Short task:
Repeat the entries word for word, beginning at the line that has "Each instance of the toilet lid" and stopping after the line that has "pixel 28 104". Leave the pictures out.

(Items from a dataset)
==*==
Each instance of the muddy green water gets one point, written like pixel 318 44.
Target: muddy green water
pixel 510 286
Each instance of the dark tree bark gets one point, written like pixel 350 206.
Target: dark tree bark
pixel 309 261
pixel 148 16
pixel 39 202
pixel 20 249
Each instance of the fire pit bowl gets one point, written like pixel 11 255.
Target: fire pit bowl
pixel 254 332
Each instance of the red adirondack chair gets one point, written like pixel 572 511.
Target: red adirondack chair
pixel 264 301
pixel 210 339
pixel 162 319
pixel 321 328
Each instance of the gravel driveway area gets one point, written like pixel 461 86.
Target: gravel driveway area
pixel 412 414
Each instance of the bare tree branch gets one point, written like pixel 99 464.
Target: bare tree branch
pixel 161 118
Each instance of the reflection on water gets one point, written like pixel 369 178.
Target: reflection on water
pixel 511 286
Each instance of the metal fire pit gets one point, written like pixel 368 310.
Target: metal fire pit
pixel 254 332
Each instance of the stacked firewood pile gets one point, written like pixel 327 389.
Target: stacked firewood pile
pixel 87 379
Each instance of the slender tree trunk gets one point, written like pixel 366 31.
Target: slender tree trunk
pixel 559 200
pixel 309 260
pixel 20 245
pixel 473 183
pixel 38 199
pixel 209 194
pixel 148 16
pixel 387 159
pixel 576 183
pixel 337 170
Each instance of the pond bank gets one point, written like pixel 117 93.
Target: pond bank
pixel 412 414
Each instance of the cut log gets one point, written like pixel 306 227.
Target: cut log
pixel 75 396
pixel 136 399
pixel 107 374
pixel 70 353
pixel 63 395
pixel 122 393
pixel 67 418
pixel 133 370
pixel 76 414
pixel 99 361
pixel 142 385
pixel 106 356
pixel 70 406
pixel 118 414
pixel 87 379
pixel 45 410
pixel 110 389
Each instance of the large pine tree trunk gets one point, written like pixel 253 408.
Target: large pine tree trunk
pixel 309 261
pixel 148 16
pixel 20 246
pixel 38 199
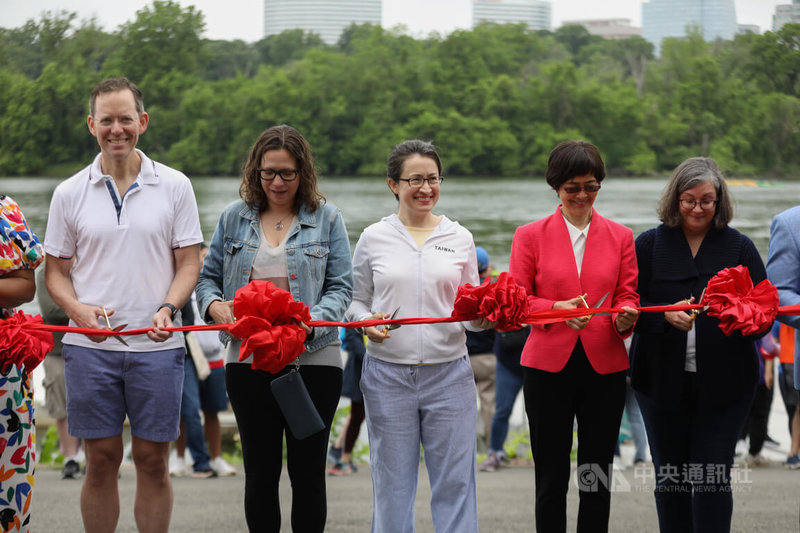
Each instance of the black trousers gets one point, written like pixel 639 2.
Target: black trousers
pixel 553 401
pixel 693 445
pixel 758 419
pixel 262 429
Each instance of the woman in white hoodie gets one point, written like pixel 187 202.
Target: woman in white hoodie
pixel 417 381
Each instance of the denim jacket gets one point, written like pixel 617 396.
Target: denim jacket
pixel 317 257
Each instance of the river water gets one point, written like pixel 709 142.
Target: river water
pixel 489 207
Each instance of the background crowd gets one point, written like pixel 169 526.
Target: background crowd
pixel 695 385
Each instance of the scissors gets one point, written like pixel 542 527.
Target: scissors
pixel 116 329
pixel 695 312
pixel 390 327
pixel 597 304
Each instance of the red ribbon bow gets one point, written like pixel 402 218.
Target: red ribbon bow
pixel 22 345
pixel 268 325
pixel 503 302
pixel 731 297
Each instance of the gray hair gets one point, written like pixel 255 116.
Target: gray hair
pixel 691 173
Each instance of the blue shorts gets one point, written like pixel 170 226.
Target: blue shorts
pixel 104 386
pixel 213 397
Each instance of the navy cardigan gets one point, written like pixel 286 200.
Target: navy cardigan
pixel 727 367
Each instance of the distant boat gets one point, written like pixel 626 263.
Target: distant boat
pixel 750 183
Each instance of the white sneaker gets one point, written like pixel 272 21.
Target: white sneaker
pixel 222 468
pixel 177 466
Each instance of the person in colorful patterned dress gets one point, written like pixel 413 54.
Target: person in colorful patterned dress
pixel 20 254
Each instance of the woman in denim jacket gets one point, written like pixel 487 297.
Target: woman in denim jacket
pixel 282 231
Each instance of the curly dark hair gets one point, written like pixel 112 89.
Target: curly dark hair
pixel 289 139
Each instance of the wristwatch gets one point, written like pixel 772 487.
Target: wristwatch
pixel 171 308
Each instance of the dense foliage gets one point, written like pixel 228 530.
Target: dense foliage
pixel 495 99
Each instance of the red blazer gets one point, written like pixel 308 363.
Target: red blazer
pixel 542 261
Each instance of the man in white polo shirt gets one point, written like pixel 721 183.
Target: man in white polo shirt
pixel 123 240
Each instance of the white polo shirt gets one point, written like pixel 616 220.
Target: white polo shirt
pixel 122 249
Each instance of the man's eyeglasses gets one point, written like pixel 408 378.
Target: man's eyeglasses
pixel 575 189
pixel 269 174
pixel 691 203
pixel 417 181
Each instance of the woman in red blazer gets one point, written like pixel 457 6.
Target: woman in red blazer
pixel 575 369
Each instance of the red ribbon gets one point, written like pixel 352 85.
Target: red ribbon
pixel 269 318
pixel 23 345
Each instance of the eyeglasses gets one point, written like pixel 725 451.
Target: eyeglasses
pixel 269 174
pixel 575 189
pixel 417 181
pixel 691 203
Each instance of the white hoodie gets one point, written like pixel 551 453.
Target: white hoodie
pixel 390 271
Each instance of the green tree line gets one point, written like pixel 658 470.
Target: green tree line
pixel 495 99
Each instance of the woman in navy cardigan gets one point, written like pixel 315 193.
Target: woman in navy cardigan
pixel 694 384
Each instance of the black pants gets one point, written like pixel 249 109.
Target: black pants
pixel 758 419
pixel 693 444
pixel 262 429
pixel 553 401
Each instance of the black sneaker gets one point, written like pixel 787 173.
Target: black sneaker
pixel 204 473
pixel 334 454
pixel 71 470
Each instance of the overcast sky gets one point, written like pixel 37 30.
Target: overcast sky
pixel 242 19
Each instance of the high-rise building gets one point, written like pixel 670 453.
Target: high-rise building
pixel 328 18
pixel 534 13
pixel 670 18
pixel 607 28
pixel 786 14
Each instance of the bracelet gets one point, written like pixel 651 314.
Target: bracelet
pixel 171 308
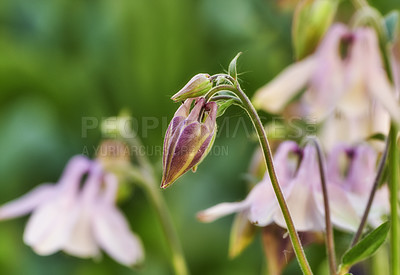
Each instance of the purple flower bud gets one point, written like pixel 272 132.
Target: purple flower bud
pixel 198 86
pixel 189 137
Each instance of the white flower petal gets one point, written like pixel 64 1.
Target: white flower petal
pixel 303 209
pixel 27 202
pixel 82 242
pixel 300 198
pixel 342 212
pixel 222 209
pixel 327 81
pixel 276 94
pixel 50 226
pixel 112 233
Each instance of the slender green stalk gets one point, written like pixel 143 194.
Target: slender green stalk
pixel 171 236
pixel 297 247
pixel 378 176
pixel 394 188
pixel 330 244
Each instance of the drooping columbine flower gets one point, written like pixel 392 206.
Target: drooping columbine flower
pixel 77 220
pixel 300 183
pixel 189 137
pixel 198 86
pixel 351 91
pixel 351 172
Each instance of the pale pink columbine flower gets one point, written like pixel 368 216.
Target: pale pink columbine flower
pixel 300 183
pixel 351 172
pixel 77 220
pixel 350 92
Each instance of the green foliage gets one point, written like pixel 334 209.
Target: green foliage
pixel 391 23
pixel 366 247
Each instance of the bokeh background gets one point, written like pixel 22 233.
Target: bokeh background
pixel 64 60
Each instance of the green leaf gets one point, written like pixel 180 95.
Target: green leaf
pixel 391 25
pixel 223 105
pixel 232 70
pixel 242 234
pixel 366 247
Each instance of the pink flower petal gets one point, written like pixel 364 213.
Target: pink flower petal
pixel 276 94
pixel 27 202
pixel 50 226
pixel 111 230
pixel 112 233
pixel 220 210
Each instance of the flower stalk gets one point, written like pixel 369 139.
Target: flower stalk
pixel 381 168
pixel 330 244
pixel 394 187
pixel 247 105
pixel 171 236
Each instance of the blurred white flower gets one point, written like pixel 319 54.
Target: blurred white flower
pixel 351 172
pixel 78 220
pixel 300 183
pixel 346 86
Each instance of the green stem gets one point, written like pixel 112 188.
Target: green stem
pixel 171 236
pixel 381 168
pixel 297 247
pixel 330 244
pixel 393 185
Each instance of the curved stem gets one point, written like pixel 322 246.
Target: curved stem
pixel 394 188
pixel 297 247
pixel 217 89
pixel 226 97
pixel 330 244
pixel 378 176
pixel 171 236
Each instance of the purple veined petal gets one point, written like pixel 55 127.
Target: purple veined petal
pixel 210 121
pixel 222 209
pixel 343 215
pixel 195 113
pixel 112 233
pixel 28 202
pixel 184 109
pixel 326 86
pixel 172 128
pixel 189 141
pixel 51 224
pixel 274 96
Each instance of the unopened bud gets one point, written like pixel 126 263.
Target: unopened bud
pixel 311 21
pixel 188 139
pixel 198 86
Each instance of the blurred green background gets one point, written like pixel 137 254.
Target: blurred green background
pixel 63 60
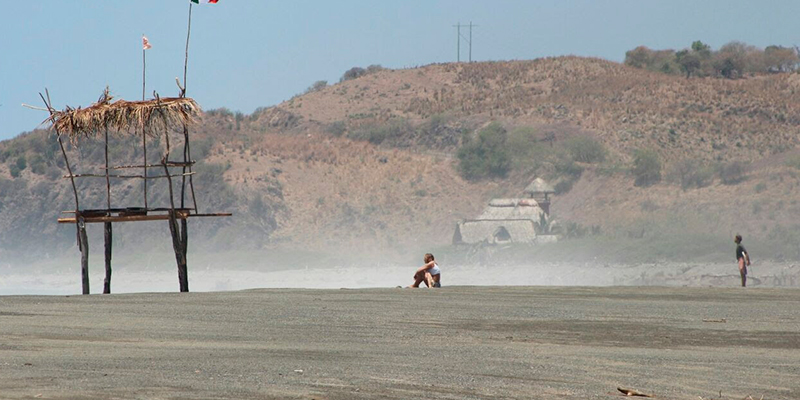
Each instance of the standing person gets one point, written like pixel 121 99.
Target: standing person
pixel 429 273
pixel 743 258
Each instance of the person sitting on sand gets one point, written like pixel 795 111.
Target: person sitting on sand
pixel 743 258
pixel 428 273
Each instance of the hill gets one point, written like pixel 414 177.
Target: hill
pixel 372 162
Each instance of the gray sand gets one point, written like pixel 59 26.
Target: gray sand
pixel 453 343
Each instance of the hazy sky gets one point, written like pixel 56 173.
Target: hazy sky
pixel 252 53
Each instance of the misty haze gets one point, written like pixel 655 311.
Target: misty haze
pixel 603 200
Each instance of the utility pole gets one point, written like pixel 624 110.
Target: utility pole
pixel 459 38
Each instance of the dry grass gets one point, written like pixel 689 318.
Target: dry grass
pixel 154 116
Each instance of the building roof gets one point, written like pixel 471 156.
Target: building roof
pixel 512 209
pixel 539 185
pixel 495 231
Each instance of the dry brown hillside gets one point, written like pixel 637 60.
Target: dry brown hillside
pixel 303 174
pixel 627 107
pixel 341 190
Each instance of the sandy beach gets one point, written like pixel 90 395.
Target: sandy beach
pixel 453 343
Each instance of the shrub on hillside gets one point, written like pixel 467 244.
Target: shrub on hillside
pixel 691 174
pixel 377 134
pixel 353 73
pixel 357 72
pixel 793 162
pixel 317 86
pixel 586 150
pixel 733 172
pixel 646 167
pixel 486 155
pixel 337 128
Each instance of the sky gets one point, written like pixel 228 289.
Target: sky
pixel 246 54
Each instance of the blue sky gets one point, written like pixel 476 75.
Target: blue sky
pixel 247 54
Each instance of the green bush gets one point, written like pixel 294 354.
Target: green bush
pixel 586 150
pixel 733 173
pixel 646 167
pixel 486 155
pixel 21 163
pixel 337 128
pixel 317 86
pixel 564 186
pixel 793 162
pixel 691 174
pixel 377 134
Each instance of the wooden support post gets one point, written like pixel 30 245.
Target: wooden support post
pixel 180 254
pixel 175 229
pixel 84 245
pixel 108 241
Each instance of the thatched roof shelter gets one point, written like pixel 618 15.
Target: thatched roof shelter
pixel 495 231
pixel 512 209
pixel 539 186
pixel 155 116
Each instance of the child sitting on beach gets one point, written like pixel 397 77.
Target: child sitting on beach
pixel 428 273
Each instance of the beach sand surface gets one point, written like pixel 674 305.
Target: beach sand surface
pixel 449 343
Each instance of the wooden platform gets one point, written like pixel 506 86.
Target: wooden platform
pixel 133 215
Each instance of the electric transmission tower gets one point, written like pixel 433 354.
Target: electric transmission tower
pixel 461 38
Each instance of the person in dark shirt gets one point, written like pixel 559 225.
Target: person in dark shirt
pixel 743 258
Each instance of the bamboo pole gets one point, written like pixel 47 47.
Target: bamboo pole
pixel 144 135
pixel 107 236
pixel 51 110
pixel 174 228
pixel 84 245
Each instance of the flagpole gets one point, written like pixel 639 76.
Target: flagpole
pixel 186 58
pixel 187 152
pixel 144 135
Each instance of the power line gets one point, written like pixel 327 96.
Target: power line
pixel 459 38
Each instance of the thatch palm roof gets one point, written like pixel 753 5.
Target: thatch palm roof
pixel 538 186
pixel 155 116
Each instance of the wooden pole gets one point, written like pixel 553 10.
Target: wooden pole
pixel 108 241
pixel 186 58
pixel 84 244
pixel 107 230
pixel 175 229
pixel 187 152
pixel 79 232
pixel 144 135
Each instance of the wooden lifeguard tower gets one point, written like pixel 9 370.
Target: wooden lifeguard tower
pixel 156 118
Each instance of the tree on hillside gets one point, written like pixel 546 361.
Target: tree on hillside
pixel 486 155
pixel 689 62
pixel 353 73
pixel 317 86
pixel 638 57
pixel 701 49
pixel 780 59
pixel 734 59
pixel 646 167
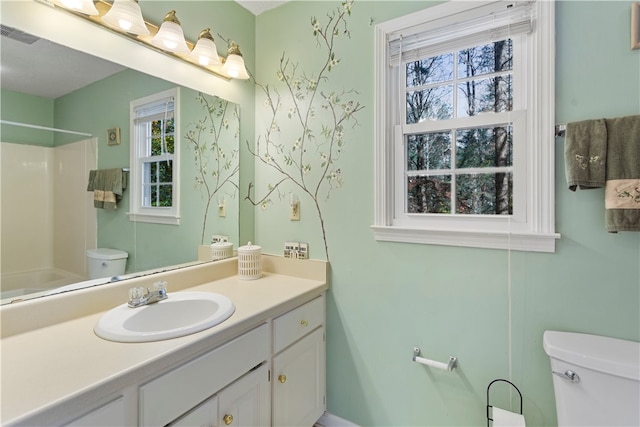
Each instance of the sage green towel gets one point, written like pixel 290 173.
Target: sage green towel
pixel 585 154
pixel 622 191
pixel 108 186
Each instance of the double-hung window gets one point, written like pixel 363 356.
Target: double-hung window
pixel 464 139
pixel 154 158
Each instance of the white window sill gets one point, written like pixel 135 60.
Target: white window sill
pixel 533 242
pixel 154 219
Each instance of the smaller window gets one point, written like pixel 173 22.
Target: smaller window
pixel 154 158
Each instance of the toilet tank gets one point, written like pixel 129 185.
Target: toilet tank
pixel 105 262
pixel 605 390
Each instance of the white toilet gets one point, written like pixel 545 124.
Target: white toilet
pixel 596 379
pixel 104 262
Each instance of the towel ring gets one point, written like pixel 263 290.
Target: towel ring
pixel 489 387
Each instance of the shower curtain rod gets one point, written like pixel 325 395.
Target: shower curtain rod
pixel 27 125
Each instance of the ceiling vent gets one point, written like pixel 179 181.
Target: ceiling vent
pixel 18 35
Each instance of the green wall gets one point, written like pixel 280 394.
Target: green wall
pixel 22 108
pixel 386 298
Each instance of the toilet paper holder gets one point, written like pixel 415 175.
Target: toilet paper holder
pixel 488 399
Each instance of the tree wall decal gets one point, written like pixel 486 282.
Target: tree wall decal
pixel 308 119
pixel 215 151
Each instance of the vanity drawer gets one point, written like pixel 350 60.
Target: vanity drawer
pixel 297 323
pixel 167 397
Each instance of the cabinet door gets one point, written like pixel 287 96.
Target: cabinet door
pixel 246 401
pixel 299 382
pixel 204 415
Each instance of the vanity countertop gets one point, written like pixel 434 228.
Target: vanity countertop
pixel 48 365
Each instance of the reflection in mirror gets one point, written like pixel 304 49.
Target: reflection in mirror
pixel 49 221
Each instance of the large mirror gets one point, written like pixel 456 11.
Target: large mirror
pixel 57 115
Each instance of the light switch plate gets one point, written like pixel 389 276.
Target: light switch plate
pixel 296 250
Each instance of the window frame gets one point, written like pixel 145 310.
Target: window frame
pixel 535 231
pixel 138 212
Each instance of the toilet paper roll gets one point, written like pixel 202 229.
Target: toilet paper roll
pixel 504 418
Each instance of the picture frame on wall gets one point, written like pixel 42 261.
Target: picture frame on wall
pixel 635 25
pixel 113 136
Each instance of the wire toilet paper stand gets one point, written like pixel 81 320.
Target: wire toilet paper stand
pixel 488 400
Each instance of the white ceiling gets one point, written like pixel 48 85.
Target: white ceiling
pixel 43 68
pixel 258 6
pixel 46 69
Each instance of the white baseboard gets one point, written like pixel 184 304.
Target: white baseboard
pixel 330 420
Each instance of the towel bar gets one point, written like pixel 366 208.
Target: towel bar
pixel 453 361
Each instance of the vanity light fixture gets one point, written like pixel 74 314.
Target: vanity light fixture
pixel 170 36
pixel 234 64
pixel 126 15
pixel 85 7
pixel 205 52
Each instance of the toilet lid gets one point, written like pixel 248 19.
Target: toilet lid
pixel 106 253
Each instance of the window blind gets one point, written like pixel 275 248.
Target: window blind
pixel 158 110
pixel 494 21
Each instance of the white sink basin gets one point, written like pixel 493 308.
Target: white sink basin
pixel 182 313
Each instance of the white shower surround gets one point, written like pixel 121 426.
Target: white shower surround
pixel 43 230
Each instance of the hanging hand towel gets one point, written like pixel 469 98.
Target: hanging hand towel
pixel 108 186
pixel 585 151
pixel 622 191
pixel 504 418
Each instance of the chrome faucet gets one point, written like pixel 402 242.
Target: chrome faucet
pixel 145 296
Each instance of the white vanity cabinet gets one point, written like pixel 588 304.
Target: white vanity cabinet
pixel 111 414
pixel 298 386
pixel 245 403
pixel 174 394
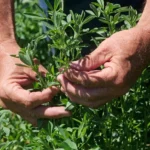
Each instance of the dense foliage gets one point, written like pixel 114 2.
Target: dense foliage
pixel 123 124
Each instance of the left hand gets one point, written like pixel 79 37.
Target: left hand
pixel 124 56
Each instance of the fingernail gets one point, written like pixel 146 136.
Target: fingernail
pixel 74 64
pixel 59 77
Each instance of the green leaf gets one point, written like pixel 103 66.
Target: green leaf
pixel 25 58
pixel 101 2
pixel 69 18
pixel 53 84
pixel 6 130
pixel 90 12
pixel 71 144
pixel 88 19
pixel 35 16
pixel 69 106
pixel 49 4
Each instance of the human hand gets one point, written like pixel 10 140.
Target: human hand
pixel 13 82
pixel 124 56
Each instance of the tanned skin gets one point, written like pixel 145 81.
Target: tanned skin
pixel 14 79
pixel 124 56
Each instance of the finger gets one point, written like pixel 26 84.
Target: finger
pixel 50 112
pixel 89 94
pixel 31 99
pixel 31 120
pixel 93 60
pixel 94 78
pixel 30 73
pixel 89 103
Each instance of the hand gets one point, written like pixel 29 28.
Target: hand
pixel 14 80
pixel 124 56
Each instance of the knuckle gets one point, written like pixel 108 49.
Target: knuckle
pixel 28 104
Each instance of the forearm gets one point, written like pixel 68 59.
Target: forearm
pixel 145 19
pixel 6 20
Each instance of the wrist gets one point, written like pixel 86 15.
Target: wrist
pixel 143 36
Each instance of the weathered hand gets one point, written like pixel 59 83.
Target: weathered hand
pixel 14 80
pixel 124 55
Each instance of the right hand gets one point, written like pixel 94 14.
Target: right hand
pixel 14 80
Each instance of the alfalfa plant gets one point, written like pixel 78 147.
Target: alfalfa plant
pixel 65 37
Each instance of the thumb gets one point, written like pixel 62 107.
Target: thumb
pixel 92 61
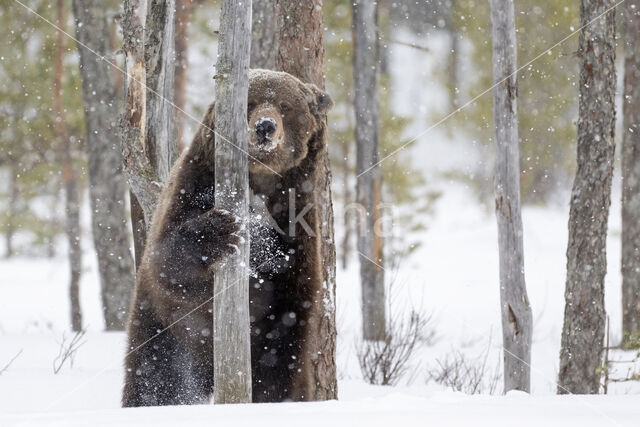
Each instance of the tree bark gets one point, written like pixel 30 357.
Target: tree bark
pixel 301 53
pixel 264 34
pixel 368 185
pixel 159 35
pixel 149 145
pixel 106 183
pixel 231 329
pixel 183 12
pixel 631 176
pixel 584 314
pixel 72 205
pixel 514 303
pixel 452 66
pixel 12 210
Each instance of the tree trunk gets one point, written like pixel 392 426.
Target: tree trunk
pixel 368 185
pixel 106 184
pixel 584 314
pixel 514 303
pixel 264 34
pixel 452 67
pixel 72 205
pixel 346 188
pixel 12 209
pixel 160 139
pixel 631 177
pixel 183 11
pixel 301 53
pixel 231 329
pixel 149 145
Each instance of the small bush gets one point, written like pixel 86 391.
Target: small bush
pixel 386 362
pixel 470 376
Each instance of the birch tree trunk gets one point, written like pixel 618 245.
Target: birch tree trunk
pixel 514 303
pixel 231 329
pixel 584 314
pixel 72 204
pixel 301 53
pixel 10 227
pixel 159 47
pixel 106 183
pixel 368 184
pixel 631 176
pixel 149 144
pixel 264 34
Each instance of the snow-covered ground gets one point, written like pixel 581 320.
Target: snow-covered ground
pixel 453 276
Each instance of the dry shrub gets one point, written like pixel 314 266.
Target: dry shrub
pixel 385 362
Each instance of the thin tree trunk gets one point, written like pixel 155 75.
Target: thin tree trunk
pixel 584 314
pixel 452 68
pixel 368 185
pixel 346 187
pixel 106 183
pixel 183 11
pixel 301 53
pixel 514 303
pixel 231 329
pixel 12 209
pixel 143 191
pixel 160 139
pixel 72 205
pixel 631 177
pixel 264 34
pixel 149 145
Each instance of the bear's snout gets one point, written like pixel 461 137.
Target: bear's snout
pixel 265 128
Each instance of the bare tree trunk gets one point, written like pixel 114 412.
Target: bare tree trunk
pixel 346 186
pixel 149 145
pixel 514 303
pixel 160 139
pixel 139 172
pixel 301 53
pixel 12 209
pixel 264 34
pixel 452 67
pixel 72 205
pixel 368 185
pixel 584 314
pixel 183 11
pixel 231 329
pixel 631 177
pixel 107 186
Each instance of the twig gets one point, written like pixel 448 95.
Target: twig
pixel 6 367
pixel 67 350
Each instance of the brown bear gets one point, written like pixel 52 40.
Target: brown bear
==*==
Written solution:
Each instance of the toilet lid gets one point, written like pixel 248 19.
Target: toilet lid
pixel 106 253
Each instance of the window blind gets one point, written like pixel 275 248.
Target: window blind
pixel 158 110
pixel 494 21
Each instance of the white sink basin gets one point, written like pixel 493 308.
Target: white sink basin
pixel 182 313
Each instance of the white shower surround gets one point, written like pixel 121 426.
Target: white shower surround
pixel 43 230
Each instance of the hanging hand towel gets one point, written like pixel 469 98.
Target: hanging hand towel
pixel 108 186
pixel 585 151
pixel 622 191
pixel 504 418
Each instance of the chrome faucet gets one point, written like pixel 402 242.
Target: chrome faucet
pixel 145 296
Each instance of the white vanity cabinet gets one point, written like pixel 588 304.
Target: white vanity cabinet
pixel 111 414
pixel 298 386
pixel 245 403
pixel 174 394
Each instance of the dense foliage gets one point, written like pixel 114 2.
Target: dense foliage
pixel 123 124
Each instance of the left hand gets one point, written like pixel 79 37.
Target: left hand
pixel 124 56
Each instance of the fingernail gets one point, written like pixel 146 136.
Target: fingernail
pixel 74 64
pixel 59 77
Each instance of the green leaf gets one point, written like pixel 103 66.
Target: green leaf
pixel 25 58
pixel 101 2
pixel 69 18
pixel 53 84
pixel 6 130
pixel 90 12
pixel 71 144
pixel 88 19
pixel 35 16
pixel 69 106
pixel 49 4
Each instance of the human hand gets one point, written like pixel 10 140.
Target: human hand
pixel 13 82
pixel 124 56
Each instance of the tanned skin gets one point, written like pixel 145 81.
Target: tanned skin
pixel 14 79
pixel 124 56
Each instance of the finger gets one point, written like pixel 26 84.
Target: finger
pixel 50 112
pixel 89 94
pixel 31 99
pixel 31 120
pixel 93 60
pixel 94 78
pixel 30 73
pixel 89 103
Each instance of the hand gets one point, written like pixel 29 28.
Target: hand
pixel 14 80
pixel 124 56
Each instance of the knuckle gets one point, written like pixel 108 49.
Target: knuckle
pixel 28 104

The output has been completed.